Stored entries
%%

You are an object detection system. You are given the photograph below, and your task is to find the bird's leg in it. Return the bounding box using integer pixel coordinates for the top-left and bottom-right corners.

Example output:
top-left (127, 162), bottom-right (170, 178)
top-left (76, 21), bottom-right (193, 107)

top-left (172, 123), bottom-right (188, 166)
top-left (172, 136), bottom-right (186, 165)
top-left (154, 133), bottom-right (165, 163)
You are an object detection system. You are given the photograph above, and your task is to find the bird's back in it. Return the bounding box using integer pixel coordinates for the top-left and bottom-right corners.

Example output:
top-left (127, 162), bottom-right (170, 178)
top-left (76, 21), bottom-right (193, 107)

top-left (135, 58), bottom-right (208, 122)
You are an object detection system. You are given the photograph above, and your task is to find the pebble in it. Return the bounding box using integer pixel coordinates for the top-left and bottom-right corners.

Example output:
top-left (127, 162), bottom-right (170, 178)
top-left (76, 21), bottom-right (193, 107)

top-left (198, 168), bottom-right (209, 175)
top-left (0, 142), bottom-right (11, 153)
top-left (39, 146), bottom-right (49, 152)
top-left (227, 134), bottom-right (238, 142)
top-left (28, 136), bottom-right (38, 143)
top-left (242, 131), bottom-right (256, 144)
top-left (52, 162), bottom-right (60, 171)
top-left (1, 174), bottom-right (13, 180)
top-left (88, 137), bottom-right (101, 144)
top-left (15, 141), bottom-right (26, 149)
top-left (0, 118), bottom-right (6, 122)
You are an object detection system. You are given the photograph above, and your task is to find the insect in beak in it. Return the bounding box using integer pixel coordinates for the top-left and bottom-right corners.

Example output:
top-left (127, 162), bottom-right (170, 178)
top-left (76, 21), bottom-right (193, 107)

%%

Task to carry out: Output the data above again word for word, every line included.

Task solution:
You are an object detection system. You are given the photograph below, and your task is to find the bird's leg in it. Return the bounding box using integer pixel coordinates for the top-left and bottom-right corners.

Example output:
top-left (127, 162), bottom-right (170, 178)
top-left (76, 21), bottom-right (193, 107)

top-left (172, 123), bottom-right (188, 166)
top-left (172, 136), bottom-right (186, 165)
top-left (154, 133), bottom-right (165, 163)
You are an object detection system. You are given the photograph above, and your task is to find the bird's back in it. Return the bounding box using integer pixel coordinates for the top-left and bottom-right corners.

Example output:
top-left (127, 162), bottom-right (170, 178)
top-left (76, 21), bottom-right (193, 107)

top-left (135, 58), bottom-right (208, 122)
You are an object detection system. You are given the photograph above, and your task is to find the pebble in it. Return the bounding box using integer pixel coordinates for the top-left and bottom-right corners.

Example output:
top-left (127, 162), bottom-right (170, 178)
top-left (76, 21), bottom-right (193, 107)

top-left (198, 168), bottom-right (209, 175)
top-left (0, 142), bottom-right (11, 153)
top-left (39, 146), bottom-right (49, 152)
top-left (227, 134), bottom-right (238, 142)
top-left (28, 136), bottom-right (38, 143)
top-left (242, 131), bottom-right (256, 144)
top-left (52, 162), bottom-right (60, 171)
top-left (1, 174), bottom-right (13, 180)
top-left (88, 137), bottom-right (101, 144)
top-left (15, 141), bottom-right (26, 149)
top-left (0, 118), bottom-right (6, 122)
You are an object detection system. You are given the photograph above, and your task is to find the insect in beak in it. Return the bounding box using integer pixel coordinates for the top-left and bottom-right corners.

Example output:
top-left (127, 162), bottom-right (170, 178)
top-left (76, 21), bottom-right (193, 107)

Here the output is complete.